#### [Text under study]

★ ★ ★ ★ ★

JACKSONVILLE, Fla. — Justin Adams is on the frontlines of the COVID-19 pandemic. The traveling intensive care nurse says it's a fight his patients are not winning.
"I have seen more people die from COVID than I have in all of my 20 years combined from other illnesses," he told First Coast News.
It's a bold statement, but Adams says the death count is something he doesn't like to think about. In recent weeks, that number has only increased as the number of positive cases is also trending in the wrong direction.
"You are constantly thinking about your patients that you left at work. Pretty much you know when you go back the next day, those people aren't going to be there," Adams explained.
He's currently working at a 900-bed hospital in North Carolina. He says a large majority of his patients are unvaccinated. He knows only two patients who have received the vaccine.
It's weighed heavily on him mentally. "I have never really had a problem with anxiety until this started. It's basically like I am constantly on pins and needles," he said.
It's no surprise he's pushing for more people to get their shots, believing many of the patients who are on life support may not be in such dire situations if they had taken the vaccine.
"I have seen tons of people recently come into the hospital who were anti-vaxxers so to speak or thought COVID wasn't real. They end up in the intensive care unit on the ventilator and die," he said.

★ ★ ★ ★ ★

#### [Input data]
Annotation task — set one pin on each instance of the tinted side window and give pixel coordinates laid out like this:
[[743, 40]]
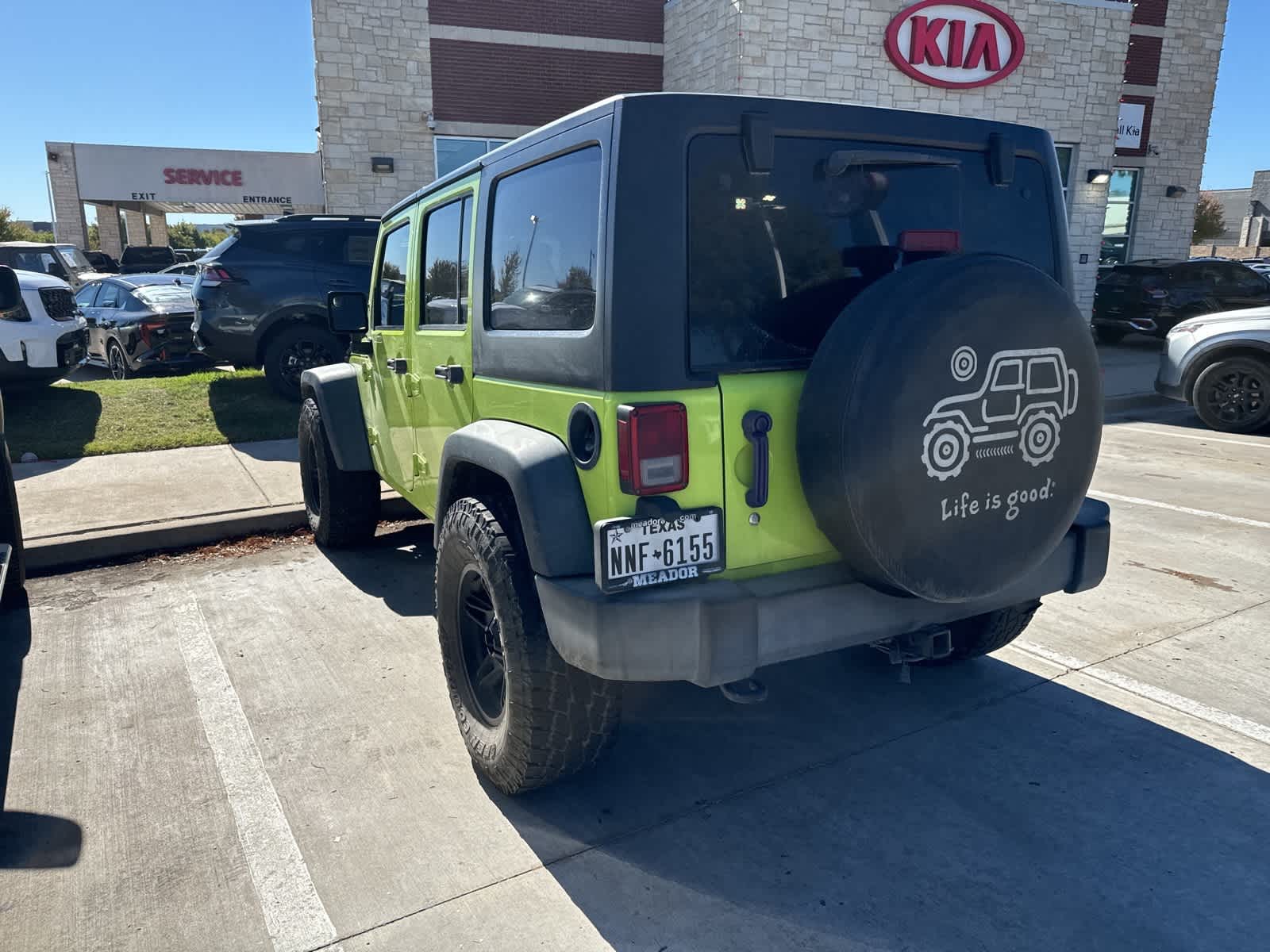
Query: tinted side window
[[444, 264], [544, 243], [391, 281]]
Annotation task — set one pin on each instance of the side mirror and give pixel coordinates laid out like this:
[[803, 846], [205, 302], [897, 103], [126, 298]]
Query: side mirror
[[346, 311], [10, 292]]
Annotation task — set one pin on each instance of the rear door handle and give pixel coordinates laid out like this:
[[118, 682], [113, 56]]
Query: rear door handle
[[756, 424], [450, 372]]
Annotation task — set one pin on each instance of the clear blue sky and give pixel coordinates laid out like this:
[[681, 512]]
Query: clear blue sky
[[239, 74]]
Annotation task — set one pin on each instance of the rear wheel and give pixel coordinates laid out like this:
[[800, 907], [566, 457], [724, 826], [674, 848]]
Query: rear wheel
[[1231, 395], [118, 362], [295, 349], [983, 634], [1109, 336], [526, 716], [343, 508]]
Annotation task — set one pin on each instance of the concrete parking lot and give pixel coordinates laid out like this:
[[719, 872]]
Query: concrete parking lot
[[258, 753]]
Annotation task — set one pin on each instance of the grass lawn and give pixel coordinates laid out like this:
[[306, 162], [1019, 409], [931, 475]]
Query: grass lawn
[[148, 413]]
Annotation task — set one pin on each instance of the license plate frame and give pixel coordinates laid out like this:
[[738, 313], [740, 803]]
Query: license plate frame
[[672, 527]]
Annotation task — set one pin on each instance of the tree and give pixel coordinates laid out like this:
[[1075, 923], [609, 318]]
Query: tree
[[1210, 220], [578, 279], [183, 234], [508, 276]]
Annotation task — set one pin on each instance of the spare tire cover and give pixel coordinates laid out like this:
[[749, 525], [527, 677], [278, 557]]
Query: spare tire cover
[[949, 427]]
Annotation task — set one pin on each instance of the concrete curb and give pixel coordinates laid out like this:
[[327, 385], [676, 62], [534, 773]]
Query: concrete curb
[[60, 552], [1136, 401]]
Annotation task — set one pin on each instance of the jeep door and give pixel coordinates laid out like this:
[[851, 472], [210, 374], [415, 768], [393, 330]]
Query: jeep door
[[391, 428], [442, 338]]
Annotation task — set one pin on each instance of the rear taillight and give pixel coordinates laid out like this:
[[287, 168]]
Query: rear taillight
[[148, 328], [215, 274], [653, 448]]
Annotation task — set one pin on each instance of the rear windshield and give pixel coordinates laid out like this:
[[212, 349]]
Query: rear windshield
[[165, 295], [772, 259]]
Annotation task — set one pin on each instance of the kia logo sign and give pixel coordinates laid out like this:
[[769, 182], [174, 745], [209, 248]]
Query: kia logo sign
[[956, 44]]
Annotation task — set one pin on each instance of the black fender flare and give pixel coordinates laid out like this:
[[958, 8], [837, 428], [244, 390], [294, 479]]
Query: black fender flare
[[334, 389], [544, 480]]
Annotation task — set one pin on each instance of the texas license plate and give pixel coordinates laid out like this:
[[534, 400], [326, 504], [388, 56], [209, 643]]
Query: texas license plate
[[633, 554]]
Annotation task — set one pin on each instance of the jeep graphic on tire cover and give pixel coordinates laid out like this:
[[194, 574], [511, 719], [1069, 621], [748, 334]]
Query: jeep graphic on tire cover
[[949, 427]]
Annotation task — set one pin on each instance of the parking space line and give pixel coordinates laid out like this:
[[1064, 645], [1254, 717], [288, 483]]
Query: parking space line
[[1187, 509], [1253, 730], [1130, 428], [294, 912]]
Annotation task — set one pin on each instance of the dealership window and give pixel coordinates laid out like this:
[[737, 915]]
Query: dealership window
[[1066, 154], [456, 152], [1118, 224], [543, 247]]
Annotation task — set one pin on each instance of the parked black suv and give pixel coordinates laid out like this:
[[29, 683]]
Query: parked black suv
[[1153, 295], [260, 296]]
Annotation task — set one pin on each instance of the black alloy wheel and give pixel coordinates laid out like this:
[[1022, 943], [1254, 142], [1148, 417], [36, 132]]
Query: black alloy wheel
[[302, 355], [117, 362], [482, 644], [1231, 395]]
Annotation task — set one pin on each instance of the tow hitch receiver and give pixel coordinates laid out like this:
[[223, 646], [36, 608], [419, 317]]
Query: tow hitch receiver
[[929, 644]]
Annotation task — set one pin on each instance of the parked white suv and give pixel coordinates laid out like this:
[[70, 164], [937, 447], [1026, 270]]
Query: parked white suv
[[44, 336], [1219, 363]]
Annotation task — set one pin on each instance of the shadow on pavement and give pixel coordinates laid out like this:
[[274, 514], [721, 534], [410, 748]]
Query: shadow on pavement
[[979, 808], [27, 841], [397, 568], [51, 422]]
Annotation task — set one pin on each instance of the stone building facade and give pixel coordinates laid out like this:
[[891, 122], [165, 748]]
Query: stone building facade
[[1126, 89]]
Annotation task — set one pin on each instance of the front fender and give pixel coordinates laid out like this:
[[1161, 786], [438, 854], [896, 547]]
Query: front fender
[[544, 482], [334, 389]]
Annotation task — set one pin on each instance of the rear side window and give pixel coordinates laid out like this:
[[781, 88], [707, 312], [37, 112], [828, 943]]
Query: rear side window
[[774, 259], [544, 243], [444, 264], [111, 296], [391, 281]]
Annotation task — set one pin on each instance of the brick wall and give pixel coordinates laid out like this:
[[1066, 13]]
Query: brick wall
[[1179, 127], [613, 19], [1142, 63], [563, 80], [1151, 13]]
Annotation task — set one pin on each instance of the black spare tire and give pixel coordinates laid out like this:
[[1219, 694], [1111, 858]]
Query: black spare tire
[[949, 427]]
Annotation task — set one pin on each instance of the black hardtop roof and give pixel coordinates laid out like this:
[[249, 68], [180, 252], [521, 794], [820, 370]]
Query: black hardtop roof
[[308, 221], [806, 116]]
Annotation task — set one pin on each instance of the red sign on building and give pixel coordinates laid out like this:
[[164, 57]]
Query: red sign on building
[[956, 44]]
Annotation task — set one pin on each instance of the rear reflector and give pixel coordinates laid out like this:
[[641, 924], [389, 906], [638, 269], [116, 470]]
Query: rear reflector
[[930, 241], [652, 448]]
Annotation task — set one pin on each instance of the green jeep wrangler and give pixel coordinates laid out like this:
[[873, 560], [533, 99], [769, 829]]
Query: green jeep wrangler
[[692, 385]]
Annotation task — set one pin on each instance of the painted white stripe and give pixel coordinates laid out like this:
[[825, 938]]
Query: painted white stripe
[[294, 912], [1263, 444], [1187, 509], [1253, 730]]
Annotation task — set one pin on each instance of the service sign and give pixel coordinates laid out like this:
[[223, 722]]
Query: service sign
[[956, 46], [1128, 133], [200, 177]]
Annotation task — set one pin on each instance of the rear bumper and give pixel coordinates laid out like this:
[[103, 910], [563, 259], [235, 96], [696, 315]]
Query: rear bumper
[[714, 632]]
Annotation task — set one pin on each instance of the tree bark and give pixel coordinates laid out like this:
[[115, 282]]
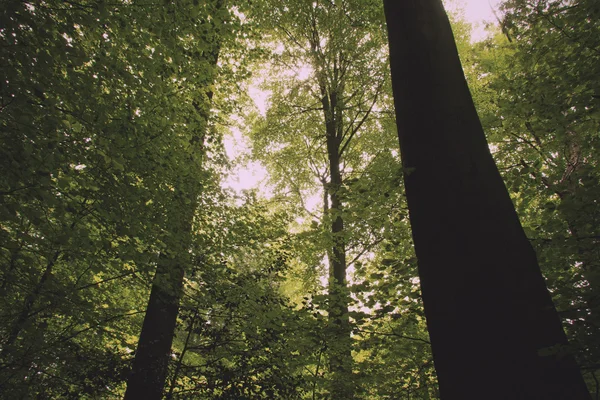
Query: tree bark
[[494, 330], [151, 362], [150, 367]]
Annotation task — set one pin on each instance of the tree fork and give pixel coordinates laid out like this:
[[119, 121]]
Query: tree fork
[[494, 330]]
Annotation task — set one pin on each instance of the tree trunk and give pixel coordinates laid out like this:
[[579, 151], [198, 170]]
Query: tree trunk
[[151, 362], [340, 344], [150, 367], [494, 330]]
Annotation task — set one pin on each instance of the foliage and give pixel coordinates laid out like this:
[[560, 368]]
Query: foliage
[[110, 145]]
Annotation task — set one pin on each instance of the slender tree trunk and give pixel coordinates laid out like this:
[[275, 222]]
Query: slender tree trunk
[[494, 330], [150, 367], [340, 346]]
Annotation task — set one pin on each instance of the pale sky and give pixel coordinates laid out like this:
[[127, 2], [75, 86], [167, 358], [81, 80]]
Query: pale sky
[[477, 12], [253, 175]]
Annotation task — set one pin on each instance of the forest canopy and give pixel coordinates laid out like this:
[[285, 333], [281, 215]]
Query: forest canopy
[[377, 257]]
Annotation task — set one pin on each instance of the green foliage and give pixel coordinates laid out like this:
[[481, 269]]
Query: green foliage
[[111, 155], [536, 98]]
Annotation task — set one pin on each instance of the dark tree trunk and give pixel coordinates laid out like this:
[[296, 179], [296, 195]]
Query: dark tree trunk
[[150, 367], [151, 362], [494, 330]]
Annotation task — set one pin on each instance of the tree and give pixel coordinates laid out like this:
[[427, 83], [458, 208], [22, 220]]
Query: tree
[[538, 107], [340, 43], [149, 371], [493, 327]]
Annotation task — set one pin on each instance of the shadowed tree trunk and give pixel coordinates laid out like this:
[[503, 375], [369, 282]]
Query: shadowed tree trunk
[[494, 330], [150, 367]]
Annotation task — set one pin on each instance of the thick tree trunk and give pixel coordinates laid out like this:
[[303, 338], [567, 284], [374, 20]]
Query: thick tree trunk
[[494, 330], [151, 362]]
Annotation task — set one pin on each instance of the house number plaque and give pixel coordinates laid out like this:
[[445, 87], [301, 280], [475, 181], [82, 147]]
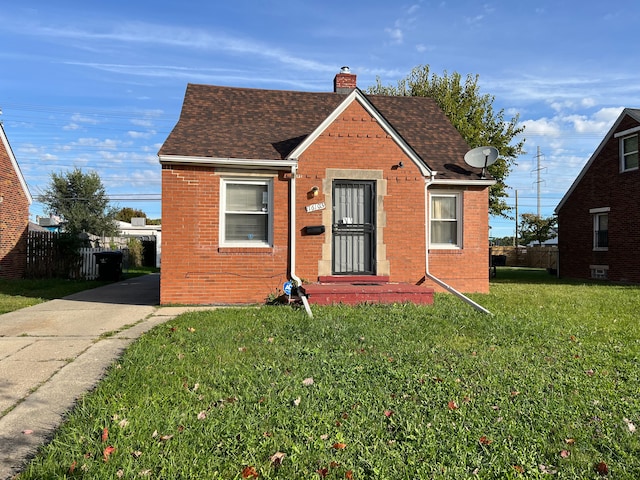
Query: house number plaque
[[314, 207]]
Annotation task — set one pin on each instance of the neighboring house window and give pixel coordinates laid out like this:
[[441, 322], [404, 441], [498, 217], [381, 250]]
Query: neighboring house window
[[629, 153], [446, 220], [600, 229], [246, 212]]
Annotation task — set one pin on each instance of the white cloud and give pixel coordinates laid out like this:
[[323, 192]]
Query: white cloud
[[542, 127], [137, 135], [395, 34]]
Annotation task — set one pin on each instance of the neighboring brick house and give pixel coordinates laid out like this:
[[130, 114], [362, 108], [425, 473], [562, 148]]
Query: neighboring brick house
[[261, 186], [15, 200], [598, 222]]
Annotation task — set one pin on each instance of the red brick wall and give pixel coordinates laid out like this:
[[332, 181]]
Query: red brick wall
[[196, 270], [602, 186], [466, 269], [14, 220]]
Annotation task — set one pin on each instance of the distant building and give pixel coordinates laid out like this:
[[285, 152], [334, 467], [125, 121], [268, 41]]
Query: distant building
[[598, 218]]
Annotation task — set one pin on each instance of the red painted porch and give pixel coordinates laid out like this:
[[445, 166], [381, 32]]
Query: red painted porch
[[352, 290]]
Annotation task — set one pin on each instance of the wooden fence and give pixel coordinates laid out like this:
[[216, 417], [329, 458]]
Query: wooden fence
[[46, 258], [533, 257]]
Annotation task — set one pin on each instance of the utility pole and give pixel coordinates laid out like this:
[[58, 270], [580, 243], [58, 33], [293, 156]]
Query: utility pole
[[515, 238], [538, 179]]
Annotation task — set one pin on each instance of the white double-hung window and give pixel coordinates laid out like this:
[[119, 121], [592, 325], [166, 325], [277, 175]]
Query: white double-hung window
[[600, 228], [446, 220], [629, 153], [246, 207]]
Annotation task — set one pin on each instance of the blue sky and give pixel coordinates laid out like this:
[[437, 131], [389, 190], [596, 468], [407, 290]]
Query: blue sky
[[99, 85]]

★ ★ ★ ★ ★

#### [Task set]
#1 Decide whether each statement agrees with the ICU nurse article, answering yes or no and quoting the deciding words: (a) Adams currently works at a 900-bed hospital in Florida. (b) Adams knows of only two patients who have received the vaccine. (c) Adams says he has long struggled with anxiety.
#2 Duplicate the passage of the ICU nurse article that starts at "It's a bold" and ends at "the wrong direction.".

#### [Results in order]
#1
(a) No: "He's currently working at a 900-bed hospital in North Carolina."
(b) Yes: "He knows only two patients who have received the vaccine."
(c) No: "I have never really had a problem with anxiety until this started."

#2
It's a bold statement, but Adams says the death count is something he doesn't like to think about. In recent weeks, that number has only increased as the number of positive cases is also trending in the wrong direction.